(Supplied material Opens)
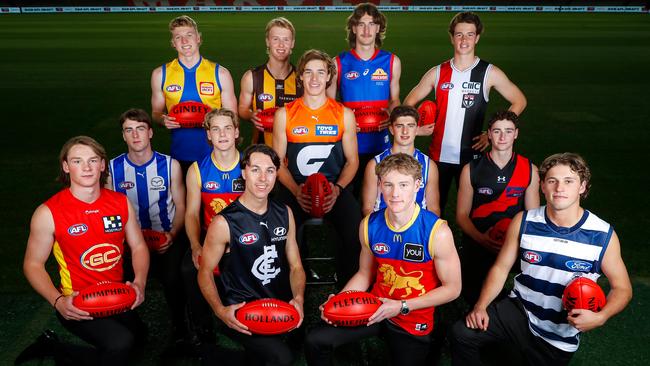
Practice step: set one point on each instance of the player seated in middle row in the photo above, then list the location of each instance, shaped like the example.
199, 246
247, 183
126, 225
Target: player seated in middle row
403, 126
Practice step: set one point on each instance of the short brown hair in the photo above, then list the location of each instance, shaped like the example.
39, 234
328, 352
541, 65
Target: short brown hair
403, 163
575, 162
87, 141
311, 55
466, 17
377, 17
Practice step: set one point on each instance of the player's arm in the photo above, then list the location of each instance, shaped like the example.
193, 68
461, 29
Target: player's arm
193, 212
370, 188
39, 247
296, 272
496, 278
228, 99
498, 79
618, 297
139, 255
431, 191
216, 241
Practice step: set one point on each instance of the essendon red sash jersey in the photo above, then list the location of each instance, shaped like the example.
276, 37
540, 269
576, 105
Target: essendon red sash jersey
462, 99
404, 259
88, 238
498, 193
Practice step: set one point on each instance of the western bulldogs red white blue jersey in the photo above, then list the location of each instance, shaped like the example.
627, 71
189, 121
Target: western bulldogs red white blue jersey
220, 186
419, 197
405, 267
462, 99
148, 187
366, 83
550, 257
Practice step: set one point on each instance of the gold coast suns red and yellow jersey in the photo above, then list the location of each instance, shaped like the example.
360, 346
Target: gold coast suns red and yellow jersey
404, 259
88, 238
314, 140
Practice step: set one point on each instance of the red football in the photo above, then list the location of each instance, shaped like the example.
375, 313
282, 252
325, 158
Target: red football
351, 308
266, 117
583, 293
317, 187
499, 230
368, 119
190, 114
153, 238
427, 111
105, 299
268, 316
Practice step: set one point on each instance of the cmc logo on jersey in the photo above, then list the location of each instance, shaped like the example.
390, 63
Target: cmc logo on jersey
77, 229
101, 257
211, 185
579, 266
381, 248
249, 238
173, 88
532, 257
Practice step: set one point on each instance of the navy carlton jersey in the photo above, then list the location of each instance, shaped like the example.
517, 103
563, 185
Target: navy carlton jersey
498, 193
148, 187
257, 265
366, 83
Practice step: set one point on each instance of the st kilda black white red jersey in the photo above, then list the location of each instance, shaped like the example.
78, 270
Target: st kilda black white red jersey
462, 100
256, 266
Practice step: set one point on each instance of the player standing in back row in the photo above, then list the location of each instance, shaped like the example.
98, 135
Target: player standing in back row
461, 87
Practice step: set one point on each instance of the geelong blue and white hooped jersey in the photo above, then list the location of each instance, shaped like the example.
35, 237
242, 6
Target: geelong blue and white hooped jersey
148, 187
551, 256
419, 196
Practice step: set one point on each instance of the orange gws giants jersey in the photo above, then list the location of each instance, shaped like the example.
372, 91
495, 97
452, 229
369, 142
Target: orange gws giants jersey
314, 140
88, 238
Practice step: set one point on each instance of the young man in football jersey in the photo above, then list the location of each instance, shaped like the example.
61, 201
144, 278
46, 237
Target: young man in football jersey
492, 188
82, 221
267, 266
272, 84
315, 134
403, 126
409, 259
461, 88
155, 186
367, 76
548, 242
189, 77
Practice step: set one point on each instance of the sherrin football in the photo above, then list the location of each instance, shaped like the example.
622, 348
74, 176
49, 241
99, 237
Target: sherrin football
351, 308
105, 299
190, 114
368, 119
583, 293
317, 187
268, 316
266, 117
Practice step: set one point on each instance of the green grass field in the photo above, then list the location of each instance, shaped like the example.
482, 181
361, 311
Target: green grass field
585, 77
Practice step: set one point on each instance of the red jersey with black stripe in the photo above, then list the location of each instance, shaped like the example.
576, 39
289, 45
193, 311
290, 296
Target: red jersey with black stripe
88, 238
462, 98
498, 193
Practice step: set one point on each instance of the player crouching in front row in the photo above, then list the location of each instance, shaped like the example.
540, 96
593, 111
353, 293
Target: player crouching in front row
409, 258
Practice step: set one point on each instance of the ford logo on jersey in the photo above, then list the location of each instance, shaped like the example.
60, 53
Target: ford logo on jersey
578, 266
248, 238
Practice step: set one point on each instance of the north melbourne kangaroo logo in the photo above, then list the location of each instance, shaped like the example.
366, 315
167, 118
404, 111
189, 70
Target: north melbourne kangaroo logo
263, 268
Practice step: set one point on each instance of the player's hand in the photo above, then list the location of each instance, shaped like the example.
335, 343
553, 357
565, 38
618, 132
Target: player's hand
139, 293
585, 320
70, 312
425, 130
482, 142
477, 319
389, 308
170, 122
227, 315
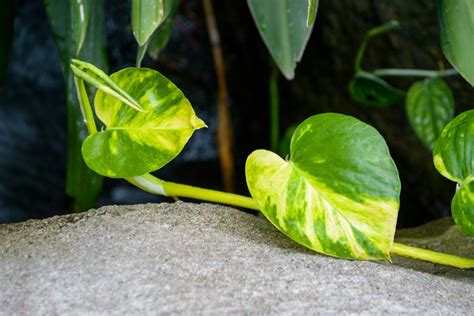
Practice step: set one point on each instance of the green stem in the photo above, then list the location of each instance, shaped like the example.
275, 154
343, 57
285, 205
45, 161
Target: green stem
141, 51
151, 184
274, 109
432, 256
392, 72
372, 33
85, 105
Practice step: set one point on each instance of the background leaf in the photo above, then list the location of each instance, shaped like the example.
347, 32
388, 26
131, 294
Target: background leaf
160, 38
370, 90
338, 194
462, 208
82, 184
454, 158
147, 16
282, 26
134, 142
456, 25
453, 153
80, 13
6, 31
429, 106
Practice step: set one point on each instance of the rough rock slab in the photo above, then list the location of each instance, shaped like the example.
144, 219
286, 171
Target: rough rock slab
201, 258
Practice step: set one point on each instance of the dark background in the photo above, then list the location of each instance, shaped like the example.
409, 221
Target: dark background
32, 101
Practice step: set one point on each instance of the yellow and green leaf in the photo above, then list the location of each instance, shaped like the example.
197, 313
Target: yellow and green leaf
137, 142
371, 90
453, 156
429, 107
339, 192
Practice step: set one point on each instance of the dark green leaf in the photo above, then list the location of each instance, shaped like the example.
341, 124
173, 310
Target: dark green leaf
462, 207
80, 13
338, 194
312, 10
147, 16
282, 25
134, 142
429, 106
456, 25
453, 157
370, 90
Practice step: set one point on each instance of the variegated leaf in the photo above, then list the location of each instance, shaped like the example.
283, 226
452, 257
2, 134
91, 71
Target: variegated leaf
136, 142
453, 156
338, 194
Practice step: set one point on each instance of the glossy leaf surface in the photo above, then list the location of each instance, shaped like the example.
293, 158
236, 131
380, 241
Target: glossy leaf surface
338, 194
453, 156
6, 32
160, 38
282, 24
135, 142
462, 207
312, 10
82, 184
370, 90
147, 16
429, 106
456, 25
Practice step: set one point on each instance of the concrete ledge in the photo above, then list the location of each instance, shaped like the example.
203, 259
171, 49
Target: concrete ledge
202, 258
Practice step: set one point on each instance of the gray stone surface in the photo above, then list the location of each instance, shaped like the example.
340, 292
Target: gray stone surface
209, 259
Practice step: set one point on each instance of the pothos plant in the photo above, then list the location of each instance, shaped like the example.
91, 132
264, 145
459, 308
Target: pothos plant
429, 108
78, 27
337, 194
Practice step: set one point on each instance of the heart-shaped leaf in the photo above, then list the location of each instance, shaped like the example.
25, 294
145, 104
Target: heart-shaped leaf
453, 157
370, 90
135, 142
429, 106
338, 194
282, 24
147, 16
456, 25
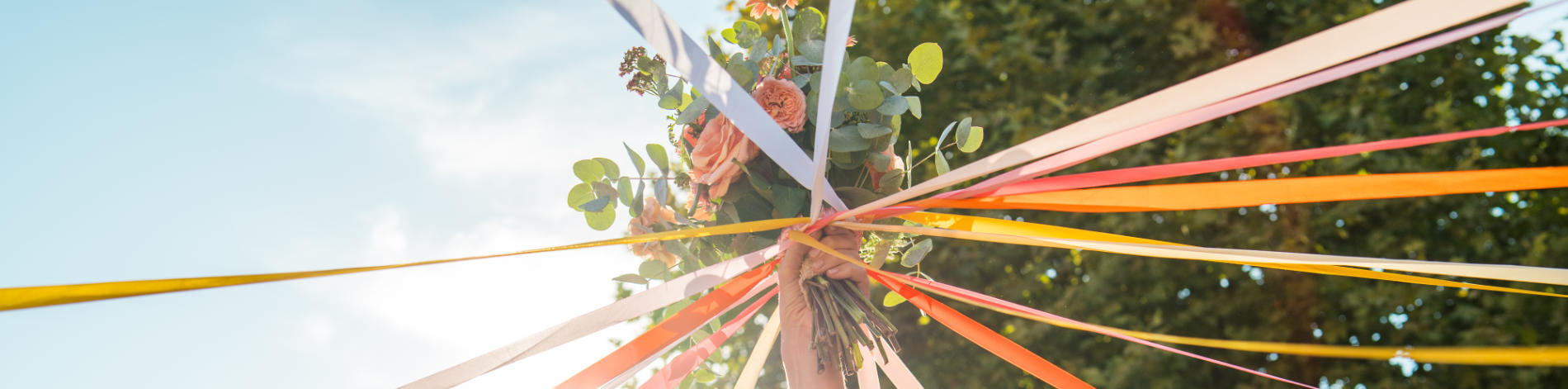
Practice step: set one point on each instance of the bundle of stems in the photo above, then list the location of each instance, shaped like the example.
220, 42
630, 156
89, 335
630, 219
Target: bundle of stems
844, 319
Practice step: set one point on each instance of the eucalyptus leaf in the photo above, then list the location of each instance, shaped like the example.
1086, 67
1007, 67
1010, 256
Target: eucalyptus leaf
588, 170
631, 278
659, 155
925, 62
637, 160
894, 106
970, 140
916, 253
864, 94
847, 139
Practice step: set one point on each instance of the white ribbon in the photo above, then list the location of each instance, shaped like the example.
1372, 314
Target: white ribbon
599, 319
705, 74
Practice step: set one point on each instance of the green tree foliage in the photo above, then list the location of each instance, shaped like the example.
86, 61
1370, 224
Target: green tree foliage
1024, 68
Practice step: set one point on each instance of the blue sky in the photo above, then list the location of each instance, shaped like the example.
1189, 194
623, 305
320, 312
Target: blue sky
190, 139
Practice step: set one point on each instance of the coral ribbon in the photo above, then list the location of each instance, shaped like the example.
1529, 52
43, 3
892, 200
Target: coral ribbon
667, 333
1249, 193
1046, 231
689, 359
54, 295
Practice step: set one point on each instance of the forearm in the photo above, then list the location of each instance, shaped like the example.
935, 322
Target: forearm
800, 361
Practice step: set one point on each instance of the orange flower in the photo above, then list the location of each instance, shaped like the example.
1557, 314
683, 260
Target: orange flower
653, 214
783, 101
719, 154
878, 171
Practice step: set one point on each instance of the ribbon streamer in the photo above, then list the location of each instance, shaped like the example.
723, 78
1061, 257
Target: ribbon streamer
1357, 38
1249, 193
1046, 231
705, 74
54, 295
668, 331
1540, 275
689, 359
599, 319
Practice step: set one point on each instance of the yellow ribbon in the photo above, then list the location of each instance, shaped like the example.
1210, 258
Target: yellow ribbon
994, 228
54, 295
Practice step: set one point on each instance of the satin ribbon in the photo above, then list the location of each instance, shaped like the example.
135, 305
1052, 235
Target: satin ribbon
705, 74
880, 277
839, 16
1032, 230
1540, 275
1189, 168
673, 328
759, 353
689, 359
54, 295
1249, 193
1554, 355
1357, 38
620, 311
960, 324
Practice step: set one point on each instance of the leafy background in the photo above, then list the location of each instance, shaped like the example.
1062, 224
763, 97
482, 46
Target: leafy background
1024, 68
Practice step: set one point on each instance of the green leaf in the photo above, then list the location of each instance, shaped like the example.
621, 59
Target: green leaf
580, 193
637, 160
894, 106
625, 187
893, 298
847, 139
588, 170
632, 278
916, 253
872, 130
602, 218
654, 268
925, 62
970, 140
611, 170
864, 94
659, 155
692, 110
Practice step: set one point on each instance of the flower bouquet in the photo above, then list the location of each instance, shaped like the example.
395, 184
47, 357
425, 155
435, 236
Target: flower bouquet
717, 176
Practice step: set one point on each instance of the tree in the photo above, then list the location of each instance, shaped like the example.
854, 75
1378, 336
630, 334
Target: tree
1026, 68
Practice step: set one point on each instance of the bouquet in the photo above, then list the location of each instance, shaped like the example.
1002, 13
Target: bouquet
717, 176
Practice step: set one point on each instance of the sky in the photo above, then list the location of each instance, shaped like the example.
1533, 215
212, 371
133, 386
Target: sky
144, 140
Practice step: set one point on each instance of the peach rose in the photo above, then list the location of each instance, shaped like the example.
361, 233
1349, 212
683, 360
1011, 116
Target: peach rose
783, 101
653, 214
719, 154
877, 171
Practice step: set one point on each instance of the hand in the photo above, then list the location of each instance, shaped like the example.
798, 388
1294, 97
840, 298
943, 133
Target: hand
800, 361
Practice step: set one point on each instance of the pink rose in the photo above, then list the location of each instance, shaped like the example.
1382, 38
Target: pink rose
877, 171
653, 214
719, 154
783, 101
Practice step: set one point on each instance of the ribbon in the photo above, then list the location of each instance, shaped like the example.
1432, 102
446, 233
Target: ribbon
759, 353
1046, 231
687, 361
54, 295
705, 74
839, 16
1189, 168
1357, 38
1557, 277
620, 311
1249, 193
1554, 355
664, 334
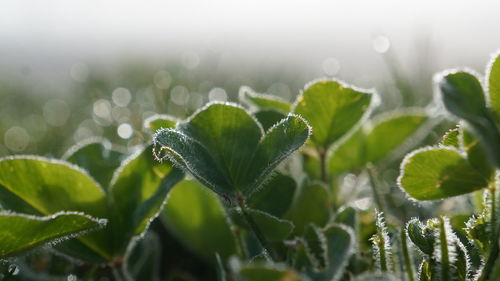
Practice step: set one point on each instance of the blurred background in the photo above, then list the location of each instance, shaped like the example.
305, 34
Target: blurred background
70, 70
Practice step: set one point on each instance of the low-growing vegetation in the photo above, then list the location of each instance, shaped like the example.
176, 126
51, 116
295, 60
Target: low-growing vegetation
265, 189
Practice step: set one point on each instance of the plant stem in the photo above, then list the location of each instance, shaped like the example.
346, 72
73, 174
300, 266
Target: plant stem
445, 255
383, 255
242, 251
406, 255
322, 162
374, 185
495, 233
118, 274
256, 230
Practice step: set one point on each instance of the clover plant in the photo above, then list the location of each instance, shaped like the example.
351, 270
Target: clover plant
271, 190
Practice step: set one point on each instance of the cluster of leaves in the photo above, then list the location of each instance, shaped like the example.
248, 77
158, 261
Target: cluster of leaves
(Supplied material Closes)
What to produce —
Work out how many lines in the material above hold the word "cluster"; answer with the number only.

Solution —
2